Records pointing to named objects
──────
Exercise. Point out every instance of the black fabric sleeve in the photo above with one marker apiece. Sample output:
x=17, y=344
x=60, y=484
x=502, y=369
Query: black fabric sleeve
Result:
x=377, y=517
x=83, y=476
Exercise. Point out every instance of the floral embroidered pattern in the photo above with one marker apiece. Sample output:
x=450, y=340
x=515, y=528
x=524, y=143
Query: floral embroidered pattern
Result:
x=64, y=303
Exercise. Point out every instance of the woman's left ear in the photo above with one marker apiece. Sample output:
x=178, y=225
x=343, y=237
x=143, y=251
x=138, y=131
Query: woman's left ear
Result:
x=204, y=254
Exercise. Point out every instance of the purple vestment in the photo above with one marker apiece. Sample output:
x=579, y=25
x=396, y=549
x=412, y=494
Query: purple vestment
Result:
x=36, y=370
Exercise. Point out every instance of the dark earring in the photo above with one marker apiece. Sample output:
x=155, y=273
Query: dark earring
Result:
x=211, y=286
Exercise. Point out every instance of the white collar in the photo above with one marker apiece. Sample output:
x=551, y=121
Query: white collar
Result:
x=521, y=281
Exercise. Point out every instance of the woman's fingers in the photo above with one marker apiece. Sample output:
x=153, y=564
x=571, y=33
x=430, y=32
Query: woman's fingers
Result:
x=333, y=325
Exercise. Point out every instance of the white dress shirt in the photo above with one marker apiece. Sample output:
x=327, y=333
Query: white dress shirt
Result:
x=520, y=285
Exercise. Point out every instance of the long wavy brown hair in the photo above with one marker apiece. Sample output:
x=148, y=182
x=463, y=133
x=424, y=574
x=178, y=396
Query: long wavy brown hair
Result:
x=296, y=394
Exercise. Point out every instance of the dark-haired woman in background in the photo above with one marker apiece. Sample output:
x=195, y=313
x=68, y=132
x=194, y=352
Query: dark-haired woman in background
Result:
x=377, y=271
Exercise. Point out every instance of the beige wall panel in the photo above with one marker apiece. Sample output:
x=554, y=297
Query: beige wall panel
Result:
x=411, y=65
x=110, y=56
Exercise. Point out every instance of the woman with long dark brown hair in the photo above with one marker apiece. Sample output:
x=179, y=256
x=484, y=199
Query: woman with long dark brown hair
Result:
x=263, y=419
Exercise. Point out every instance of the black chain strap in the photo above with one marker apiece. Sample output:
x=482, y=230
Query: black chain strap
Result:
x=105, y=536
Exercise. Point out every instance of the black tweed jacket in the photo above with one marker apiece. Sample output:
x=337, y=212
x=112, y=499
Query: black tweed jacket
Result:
──────
◆ **Work required**
Write out all the records again, switching "Sample output" to "Example output" wherever it occurs and keeping everything else the same.

◆ **Answer to this problem**
Exercise. Point out every instance of the black fabric sleeve in the photo above with one marker apiece. Example output:
x=17, y=344
x=60, y=484
x=502, y=369
Query: black fabric sleeve
Result:
x=377, y=517
x=83, y=476
Exercise. Point out every instance of the floral embroidered pattern in the photo above with one marker apiece. Example output:
x=450, y=340
x=515, y=528
x=524, y=143
Query: floral embroidered pattern
Result:
x=64, y=303
Exercise. Point out every instance of the woman's left ear in the photo above with one marker apiece. Example output:
x=178, y=225
x=343, y=237
x=143, y=251
x=138, y=131
Query: woman's left ear
Result:
x=204, y=254
Exercise. Point out every instance of the purple vestment in the photo above with one marker apiece. Example output:
x=579, y=25
x=396, y=549
x=412, y=494
Query: purple vestment
Result:
x=36, y=370
Exercise. Point out every instance of the dark earring in the photo above with one marker apiece. Example output:
x=155, y=273
Query: dark earring
Result:
x=211, y=286
Exercise. Point out every instance of the white collar in the photo above with one marker apiece. Example output:
x=551, y=121
Query: white collar
Result:
x=521, y=281
Exercise. Point out every instance of the woman's fingers in the photo above with one marker apiece. Example output:
x=153, y=564
x=571, y=33
x=430, y=32
Query: woman's fingers
Result:
x=333, y=325
Exercise. Point out every instance of the white dress shirt in the photo above with one marker apiece. Example output:
x=327, y=333
Query: white dress shirt
Result:
x=520, y=285
Exercise. Point out every instance of the long wavy brown hair in the photo above with one marker apiece. Example output:
x=148, y=182
x=463, y=133
x=424, y=574
x=178, y=396
Query: long wavy brown hair
Result:
x=296, y=394
Exercise. Point out every instance of the dark-haired woman in background in the photo above with one marker apiece. Example output:
x=195, y=313
x=68, y=132
x=194, y=352
Query: dark-haired woman in background
Result:
x=377, y=271
Exercise. Point out every instance of the beige wall panel in the photo above with one marker apiece. Example output:
x=554, y=297
Query: beige wall panel
Result:
x=411, y=65
x=110, y=56
Exercise. Point out every instance of the woman with long dark brown hair in the photo above with one marker apiece. Example output:
x=179, y=256
x=484, y=199
Query: woman with long dark brown hair
Result:
x=263, y=419
Exercise. Point out every instance of the black chain strap in the photo above with one marker apiece. Example output:
x=482, y=230
Query: black chain strap
Result:
x=105, y=536
Exercise. Point out every instance of the black tweed jacket in the photo above with one marker apiece. Example output:
x=337, y=212
x=112, y=499
Query: black tweed jacket
Result:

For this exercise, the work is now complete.